(Data listing)
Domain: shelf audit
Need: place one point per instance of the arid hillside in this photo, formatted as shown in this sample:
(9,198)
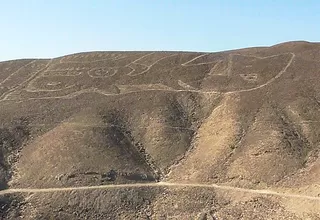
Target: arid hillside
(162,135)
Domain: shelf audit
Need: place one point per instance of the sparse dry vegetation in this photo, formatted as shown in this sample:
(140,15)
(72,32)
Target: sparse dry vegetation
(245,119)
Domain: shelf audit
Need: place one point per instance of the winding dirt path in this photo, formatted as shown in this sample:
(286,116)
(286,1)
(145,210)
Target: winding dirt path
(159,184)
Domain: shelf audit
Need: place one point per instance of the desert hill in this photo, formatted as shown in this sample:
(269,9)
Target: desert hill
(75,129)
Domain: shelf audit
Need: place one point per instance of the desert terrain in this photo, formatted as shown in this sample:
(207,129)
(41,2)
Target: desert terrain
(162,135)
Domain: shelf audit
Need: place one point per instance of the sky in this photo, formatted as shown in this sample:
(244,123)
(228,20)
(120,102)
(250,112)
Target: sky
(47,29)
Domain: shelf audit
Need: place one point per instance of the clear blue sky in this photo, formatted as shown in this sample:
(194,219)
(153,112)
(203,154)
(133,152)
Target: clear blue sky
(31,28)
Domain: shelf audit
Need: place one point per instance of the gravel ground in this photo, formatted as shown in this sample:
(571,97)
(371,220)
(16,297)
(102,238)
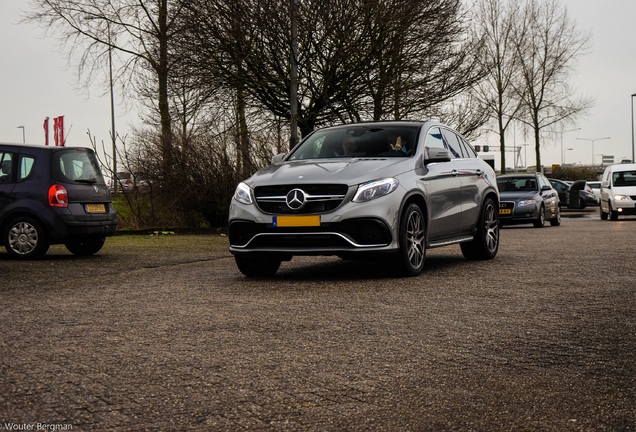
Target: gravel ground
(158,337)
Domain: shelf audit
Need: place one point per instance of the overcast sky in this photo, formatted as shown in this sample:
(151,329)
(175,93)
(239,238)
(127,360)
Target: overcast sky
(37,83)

==

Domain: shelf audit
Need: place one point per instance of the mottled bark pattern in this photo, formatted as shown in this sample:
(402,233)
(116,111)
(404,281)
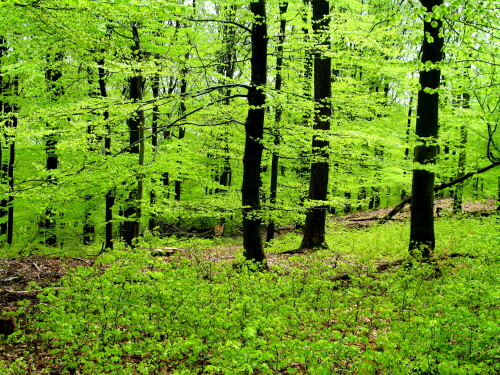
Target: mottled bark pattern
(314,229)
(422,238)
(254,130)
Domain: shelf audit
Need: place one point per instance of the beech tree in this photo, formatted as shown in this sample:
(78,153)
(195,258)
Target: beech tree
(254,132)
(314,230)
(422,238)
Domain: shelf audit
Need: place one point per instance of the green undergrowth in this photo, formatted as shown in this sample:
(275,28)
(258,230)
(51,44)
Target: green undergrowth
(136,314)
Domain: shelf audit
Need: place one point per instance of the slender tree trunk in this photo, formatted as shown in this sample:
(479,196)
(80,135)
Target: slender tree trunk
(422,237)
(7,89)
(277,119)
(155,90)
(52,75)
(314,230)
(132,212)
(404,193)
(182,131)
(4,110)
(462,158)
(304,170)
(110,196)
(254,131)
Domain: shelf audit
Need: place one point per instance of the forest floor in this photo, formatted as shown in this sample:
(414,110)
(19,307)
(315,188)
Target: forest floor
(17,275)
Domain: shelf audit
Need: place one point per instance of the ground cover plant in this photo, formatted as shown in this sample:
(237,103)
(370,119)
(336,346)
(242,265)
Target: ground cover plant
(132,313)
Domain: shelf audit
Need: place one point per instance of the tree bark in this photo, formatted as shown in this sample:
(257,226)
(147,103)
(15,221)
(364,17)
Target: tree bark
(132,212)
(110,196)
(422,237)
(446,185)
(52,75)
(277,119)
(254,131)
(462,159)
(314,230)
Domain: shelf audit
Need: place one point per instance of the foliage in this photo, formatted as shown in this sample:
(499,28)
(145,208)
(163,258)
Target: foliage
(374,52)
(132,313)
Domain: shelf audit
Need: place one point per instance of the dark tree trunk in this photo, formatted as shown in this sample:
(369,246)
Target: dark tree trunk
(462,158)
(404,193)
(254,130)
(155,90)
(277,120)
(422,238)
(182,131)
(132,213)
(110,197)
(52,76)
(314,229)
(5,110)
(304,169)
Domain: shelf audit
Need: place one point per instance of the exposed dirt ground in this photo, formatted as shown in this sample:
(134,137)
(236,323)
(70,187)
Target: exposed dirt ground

Requirement: Collect each line in the records above that contains the string "green", treating uppercase and lowercase letters as distinct.

Result:
Need: place one point per instance of the green undergrowth in this photo, formatted as shown in this sample:
Target: green undergrowth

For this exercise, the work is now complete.